● Set task
Rewrite all of the records below, replacing each "target" with "object" and leaving everything else unchanged.

● Record set
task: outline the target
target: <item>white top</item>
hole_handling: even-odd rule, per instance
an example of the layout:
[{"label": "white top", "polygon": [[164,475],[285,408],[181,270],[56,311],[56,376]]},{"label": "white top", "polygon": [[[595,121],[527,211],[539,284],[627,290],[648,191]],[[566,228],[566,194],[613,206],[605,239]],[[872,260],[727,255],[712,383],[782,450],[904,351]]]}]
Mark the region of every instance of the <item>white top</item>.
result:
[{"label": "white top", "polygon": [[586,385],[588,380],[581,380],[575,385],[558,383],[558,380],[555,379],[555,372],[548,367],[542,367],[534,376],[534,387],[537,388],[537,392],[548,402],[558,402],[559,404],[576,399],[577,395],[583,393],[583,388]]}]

● Task solution
task: outline the object
object: <item>white top</item>
hole_handling: even-odd rule, per instance
an example of the layout:
[{"label": "white top", "polygon": [[164,475],[285,408],[181,270],[56,311],[56,376]]},{"label": "white top", "polygon": [[[595,121],[527,211],[539,284],[627,290],[648,191]],[[566,228],[566,194],[613,206],[605,239]],[[872,260],[727,255],[712,383],[782,450],[904,351]]]}]
Mark the region of every instance of the <item>white top</item>.
result:
[{"label": "white top", "polygon": [[586,385],[588,380],[581,380],[575,385],[558,383],[558,380],[555,379],[555,372],[548,367],[542,367],[534,376],[534,387],[537,388],[537,392],[548,402],[558,402],[559,404],[576,399],[577,395],[583,393],[583,388]]}]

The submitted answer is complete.